• _Given request 1_
Reproduce the passage of the stone-skipping blog post from "Tuesday, September 18, 2012" to "away from them.".
• _Given request 2_
Write the next part of the stone-skipping blog post, continuing after its final sentence.
*** Text extract
Showing posts with label family. Show all posts
Showing posts with label family. Show all posts

Tuesday, September 18, 2012

The Most Familial Adventure: Navigating a Family Campout: How to Hold a Stone-Skipping Competition

How glorious earth's bounty, fellow adventurer!

Earth is a factory, creating many wonderful things. And, much like the factories of old, it takes a long time to make anything because the workers are underpaid and, therefore, lazy. But when the earth pops out a new batch of materials, it's always worth it (unlike the iPhone 5 (which I'm bitter about because I have a flip phone still)). 

One of, if not the, illest of all Earth's creations is rocks. Rocks can be used for heat and throwing. Some say there are other purposes, but those people aren't trustworthy, fellow adventurer. Stay away from them.

The most important sport of all time (and a big contender for new Olympic event, my heart tells me) is skipping rocks. If you can't skip rocks, it's because your spirit and body are not in communion. It's a natural skill for those who have souls, so you should take a long look at your life and figure some things out if you're having a rough time skipping a stone.
******
*** Record list
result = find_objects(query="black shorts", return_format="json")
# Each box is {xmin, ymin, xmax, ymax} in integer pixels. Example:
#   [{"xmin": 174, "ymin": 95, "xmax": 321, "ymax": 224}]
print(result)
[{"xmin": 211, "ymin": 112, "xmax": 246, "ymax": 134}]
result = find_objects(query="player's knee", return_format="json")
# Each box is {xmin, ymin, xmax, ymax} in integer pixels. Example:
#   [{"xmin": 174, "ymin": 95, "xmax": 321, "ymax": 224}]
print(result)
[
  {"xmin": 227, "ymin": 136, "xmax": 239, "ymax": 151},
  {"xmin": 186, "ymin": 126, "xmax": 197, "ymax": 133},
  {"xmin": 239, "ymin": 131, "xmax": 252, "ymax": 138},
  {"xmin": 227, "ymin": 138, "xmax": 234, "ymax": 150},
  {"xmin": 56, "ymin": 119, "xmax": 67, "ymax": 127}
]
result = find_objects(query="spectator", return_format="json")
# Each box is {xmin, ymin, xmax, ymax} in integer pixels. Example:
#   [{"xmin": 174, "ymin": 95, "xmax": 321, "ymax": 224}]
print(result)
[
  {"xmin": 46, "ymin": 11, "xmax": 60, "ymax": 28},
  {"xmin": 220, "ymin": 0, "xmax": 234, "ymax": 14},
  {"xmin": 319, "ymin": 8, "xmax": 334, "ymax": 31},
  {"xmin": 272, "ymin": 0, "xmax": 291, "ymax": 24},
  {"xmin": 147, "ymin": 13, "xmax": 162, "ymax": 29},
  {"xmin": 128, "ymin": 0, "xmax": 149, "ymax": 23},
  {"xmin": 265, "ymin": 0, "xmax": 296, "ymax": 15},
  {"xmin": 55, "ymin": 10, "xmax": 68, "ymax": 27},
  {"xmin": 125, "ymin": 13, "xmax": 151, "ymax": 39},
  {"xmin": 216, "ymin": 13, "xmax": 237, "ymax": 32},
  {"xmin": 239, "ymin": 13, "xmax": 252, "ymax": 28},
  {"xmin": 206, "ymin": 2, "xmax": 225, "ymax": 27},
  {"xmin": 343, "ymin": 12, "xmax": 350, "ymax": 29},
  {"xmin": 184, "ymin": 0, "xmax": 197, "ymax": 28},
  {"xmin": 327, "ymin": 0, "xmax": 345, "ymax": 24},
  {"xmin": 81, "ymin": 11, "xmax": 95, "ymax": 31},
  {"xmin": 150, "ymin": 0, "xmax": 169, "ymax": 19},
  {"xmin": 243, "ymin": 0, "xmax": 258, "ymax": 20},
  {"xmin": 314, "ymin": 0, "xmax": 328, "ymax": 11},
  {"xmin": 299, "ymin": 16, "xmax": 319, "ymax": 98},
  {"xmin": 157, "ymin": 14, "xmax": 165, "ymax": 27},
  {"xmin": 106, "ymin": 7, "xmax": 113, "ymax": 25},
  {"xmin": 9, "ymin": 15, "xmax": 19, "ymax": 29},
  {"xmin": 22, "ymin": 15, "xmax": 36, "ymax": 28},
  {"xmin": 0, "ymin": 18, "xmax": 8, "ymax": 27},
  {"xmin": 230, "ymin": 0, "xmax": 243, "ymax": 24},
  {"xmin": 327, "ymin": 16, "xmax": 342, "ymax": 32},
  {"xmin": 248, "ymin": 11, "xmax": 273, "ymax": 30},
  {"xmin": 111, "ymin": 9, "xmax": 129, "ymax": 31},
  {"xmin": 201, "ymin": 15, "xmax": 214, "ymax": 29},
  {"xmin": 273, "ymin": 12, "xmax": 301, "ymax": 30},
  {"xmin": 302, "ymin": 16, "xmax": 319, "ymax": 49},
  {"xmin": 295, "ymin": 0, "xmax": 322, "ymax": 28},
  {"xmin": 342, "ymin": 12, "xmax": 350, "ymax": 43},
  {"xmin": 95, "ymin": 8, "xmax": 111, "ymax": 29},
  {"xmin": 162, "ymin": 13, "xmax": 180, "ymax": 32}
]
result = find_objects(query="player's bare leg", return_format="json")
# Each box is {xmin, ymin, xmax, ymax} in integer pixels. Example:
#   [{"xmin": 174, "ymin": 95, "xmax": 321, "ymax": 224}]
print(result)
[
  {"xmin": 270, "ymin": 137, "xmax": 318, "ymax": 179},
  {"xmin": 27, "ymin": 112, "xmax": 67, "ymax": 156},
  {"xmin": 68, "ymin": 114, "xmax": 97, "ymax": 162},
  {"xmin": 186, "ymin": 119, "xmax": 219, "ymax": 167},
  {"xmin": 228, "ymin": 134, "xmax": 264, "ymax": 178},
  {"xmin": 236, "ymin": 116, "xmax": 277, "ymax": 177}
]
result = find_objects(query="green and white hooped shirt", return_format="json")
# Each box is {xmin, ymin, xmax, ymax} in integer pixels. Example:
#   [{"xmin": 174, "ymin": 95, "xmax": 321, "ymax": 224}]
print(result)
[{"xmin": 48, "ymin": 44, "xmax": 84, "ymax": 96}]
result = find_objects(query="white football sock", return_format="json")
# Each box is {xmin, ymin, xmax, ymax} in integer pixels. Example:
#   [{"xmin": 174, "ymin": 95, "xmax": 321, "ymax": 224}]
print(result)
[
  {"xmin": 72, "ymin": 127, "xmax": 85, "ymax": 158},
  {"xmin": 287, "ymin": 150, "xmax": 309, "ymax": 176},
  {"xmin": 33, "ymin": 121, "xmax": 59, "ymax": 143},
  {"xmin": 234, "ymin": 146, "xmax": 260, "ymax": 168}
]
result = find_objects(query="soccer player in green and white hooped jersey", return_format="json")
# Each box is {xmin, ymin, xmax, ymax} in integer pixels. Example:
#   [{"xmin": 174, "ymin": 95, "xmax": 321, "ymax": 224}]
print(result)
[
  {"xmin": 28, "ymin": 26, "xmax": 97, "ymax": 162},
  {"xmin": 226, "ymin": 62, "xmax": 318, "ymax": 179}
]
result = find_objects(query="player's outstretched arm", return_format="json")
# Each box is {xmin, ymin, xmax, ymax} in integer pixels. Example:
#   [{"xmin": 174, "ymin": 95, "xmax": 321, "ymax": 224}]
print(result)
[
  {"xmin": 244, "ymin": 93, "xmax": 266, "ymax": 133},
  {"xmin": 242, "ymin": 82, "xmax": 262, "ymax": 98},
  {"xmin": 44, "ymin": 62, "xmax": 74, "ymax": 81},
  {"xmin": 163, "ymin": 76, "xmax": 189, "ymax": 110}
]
******
• _Written response 1_
Tuesday, September 18, 2012

The Most Familial Adventure: Navigating a Family Campout: How to Hold a Stone-Skipping Competition

How glorious earth's bounty, fellow adventurer!

Earth is a factory, creating many wonderful things. And, much like the factories of old, it takes a long time to make anything because the workers are underpaid and, therefore, lazy. But when the earth pops out a new batch of materials, it's always worth it (unlike the iPhone 5 (which I'm bitter about because I have a flip phone still)). 

One of, if not the, illest of all Earth's creations is rocks. Rocks can be used for heat and throwing. Some say there are other purposes, but those people aren't trustworthy, fellow adventurer. Stay away from them.

• _Written response 2_
The first step to skipping rocks is finding some smooth stones, like the ones in the picture above. You'll notice that some of these rocks are a little large and not terribly round. These are the rocks that you give to the other competitors.


Adam (Senior Adventurer, 2nd class), trying to skip a trick rock

Now that you have your rocks, assemble the weakest and smallest of your relatives for a rousing game of Skip the Rock (the Indian name for it, probably).

REMEMBER: Don't let your dad play, because he's somehow better than you at everything.

Dad (Senior Adventurer, 1st class), destroying us even with his faulty old-person joints

The most important thing to remember about skipping rocks is that, no matter how many or few skips you get, you must always brag about it. If you get one skip, it had better make a huge splash (or, conversely, the smallest splash). If you accept failure, you accept the sad existence of a non-adventurer.

Of equal importance is form:

The rock may have skipped only once, but I look incredible doing it

As the game goes on, more people will likely join, thinking that they're somehow involved. Allow it. This brings me to a vital point: Do not skip rocks in the same area where you found them. Search for the best rocks elsewhere so that, if anyone joins your game in play, they will only find the worst rocks and you will look like some sage of rock skipping.

FUN TIP: If anyone finds your rock-gathering area, threaten them with death.

Our playing field, where only the most lopsided rocks rest

You may be wondering, fellow adventurer, why I have not discussed how to throw rocks or the ideal amount of skips. What a fascinating question that I don't care about AT ALL.

Conclusion: Adventure In Progress. Also, old people are deceptively skilled.


An old person makes us look stupid

Adam, having taken second place, enacts a variation on the B-Boy stance

Join us next time for Campfire Cuisine!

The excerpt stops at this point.